- _Job item_:
The required output is the full listing below, reproduced word for word.

- _Given information_:
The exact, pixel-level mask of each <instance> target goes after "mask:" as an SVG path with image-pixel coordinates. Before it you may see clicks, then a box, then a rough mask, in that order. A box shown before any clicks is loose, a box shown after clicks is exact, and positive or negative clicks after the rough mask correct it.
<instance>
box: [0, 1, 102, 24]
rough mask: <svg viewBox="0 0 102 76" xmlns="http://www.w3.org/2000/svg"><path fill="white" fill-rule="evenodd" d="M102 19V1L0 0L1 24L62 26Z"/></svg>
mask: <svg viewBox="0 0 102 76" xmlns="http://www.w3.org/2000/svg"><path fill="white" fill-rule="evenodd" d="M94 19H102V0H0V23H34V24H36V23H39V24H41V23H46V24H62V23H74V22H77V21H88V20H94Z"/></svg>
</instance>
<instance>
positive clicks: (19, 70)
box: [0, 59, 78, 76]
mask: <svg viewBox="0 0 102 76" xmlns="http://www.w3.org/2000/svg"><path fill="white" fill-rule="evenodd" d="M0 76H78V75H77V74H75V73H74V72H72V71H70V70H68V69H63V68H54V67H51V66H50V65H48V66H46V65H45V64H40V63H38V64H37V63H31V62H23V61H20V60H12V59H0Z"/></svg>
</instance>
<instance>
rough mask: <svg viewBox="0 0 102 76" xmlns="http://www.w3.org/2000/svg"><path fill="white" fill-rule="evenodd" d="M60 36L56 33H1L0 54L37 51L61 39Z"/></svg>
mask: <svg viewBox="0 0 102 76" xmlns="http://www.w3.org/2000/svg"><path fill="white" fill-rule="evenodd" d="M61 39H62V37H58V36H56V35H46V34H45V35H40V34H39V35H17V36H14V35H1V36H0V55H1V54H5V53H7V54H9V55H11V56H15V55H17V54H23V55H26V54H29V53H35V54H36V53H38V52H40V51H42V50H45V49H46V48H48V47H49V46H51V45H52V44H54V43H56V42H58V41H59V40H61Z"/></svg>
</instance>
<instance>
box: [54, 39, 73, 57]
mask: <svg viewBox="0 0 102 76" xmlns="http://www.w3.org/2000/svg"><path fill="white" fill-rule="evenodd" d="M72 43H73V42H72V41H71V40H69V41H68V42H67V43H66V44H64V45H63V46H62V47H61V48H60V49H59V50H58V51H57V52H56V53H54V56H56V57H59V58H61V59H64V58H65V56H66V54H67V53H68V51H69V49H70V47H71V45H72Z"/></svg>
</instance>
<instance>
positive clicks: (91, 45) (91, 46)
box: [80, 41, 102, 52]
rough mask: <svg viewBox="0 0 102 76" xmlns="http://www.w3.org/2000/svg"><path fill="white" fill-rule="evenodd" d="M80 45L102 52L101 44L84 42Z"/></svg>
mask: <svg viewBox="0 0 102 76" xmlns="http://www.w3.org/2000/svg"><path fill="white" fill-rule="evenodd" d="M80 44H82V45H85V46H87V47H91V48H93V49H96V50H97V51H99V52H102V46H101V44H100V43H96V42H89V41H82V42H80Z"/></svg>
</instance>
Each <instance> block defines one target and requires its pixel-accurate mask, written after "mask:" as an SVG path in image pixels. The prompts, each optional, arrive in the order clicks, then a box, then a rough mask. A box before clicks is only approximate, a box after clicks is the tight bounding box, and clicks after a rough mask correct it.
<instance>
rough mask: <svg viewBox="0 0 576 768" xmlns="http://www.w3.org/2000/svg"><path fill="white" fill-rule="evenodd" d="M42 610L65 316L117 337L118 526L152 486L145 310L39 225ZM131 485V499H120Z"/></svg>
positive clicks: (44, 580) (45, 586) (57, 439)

- _Completed exercise_:
The exact, pixel-level mask of each <instance> target goes after "mask:" as an SVG path with image-pixel coordinates. Before it you may see clicks, then a box, then a rough mask, in that order. A box shown before any clicks is loose, a box shown after clicks is exact, and positive or negative clicks after the rough mask correct it.
<instance>
box: [0, 1, 102, 24]
rough mask: <svg viewBox="0 0 102 76" xmlns="http://www.w3.org/2000/svg"><path fill="white" fill-rule="evenodd" d="M102 19V1L0 0L1 24L62 26Z"/></svg>
mask: <svg viewBox="0 0 102 76" xmlns="http://www.w3.org/2000/svg"><path fill="white" fill-rule="evenodd" d="M94 19H102V0H0V23H34V24H36V23H39V24H41V23H46V24H62V23H74V22H77V21H88V20H94Z"/></svg>
</instance>
<instance>
positive clicks: (19, 70)
box: [0, 59, 78, 76]
mask: <svg viewBox="0 0 102 76" xmlns="http://www.w3.org/2000/svg"><path fill="white" fill-rule="evenodd" d="M0 76H78V75H77V74H75V73H74V72H72V71H70V70H68V69H63V68H54V67H51V66H50V65H48V66H46V65H45V64H40V63H38V64H37V63H31V62H23V61H20V60H12V59H0Z"/></svg>
</instance>
<instance>
rough mask: <svg viewBox="0 0 102 76" xmlns="http://www.w3.org/2000/svg"><path fill="white" fill-rule="evenodd" d="M60 36L56 33H1L0 54L37 51L61 39Z"/></svg>
mask: <svg viewBox="0 0 102 76" xmlns="http://www.w3.org/2000/svg"><path fill="white" fill-rule="evenodd" d="M61 39H62V37H58V36H56V35H46V34H45V35H40V34H39V35H17V36H14V35H1V36H0V55H1V54H5V53H7V54H9V55H11V56H15V55H17V54H23V55H26V54H29V53H35V54H36V53H38V52H40V51H42V50H45V49H46V48H48V47H49V46H51V45H52V44H54V43H56V42H58V41H59V40H61Z"/></svg>
</instance>
<instance>
box: [54, 39, 73, 57]
mask: <svg viewBox="0 0 102 76" xmlns="http://www.w3.org/2000/svg"><path fill="white" fill-rule="evenodd" d="M72 43H73V42H72V41H71V40H69V41H68V42H67V43H66V44H64V45H63V46H62V47H61V48H60V49H59V50H58V51H57V52H56V53H54V56H56V57H59V58H61V59H64V58H65V56H66V54H67V53H68V51H69V49H70V47H71V45H72Z"/></svg>
</instance>
<instance>
positive clicks: (91, 45) (91, 46)
box: [80, 41, 102, 52]
rough mask: <svg viewBox="0 0 102 76" xmlns="http://www.w3.org/2000/svg"><path fill="white" fill-rule="evenodd" d="M80 45L102 52L101 44L84 42Z"/></svg>
mask: <svg viewBox="0 0 102 76" xmlns="http://www.w3.org/2000/svg"><path fill="white" fill-rule="evenodd" d="M80 44H82V45H85V46H87V47H91V48H93V49H96V50H97V51H99V52H102V46H101V44H100V43H96V42H89V41H82V42H80Z"/></svg>
</instance>
Each <instance> block defines one target and requires its pixel-accurate mask, written after "mask:" as an SVG path in image pixels. The prompts, each optional, arrive in the order clicks, then a box, then a rough mask. A box before clicks is only approximate, a box after clicks is the tight bounding box, and clicks after a rough mask correct it.
<instance>
rough mask: <svg viewBox="0 0 576 768" xmlns="http://www.w3.org/2000/svg"><path fill="white" fill-rule="evenodd" d="M42 610L65 316L117 337L118 526L152 486L145 310L39 225ZM131 485V499H120Z"/></svg>
positive clicks: (44, 580) (45, 586) (57, 439)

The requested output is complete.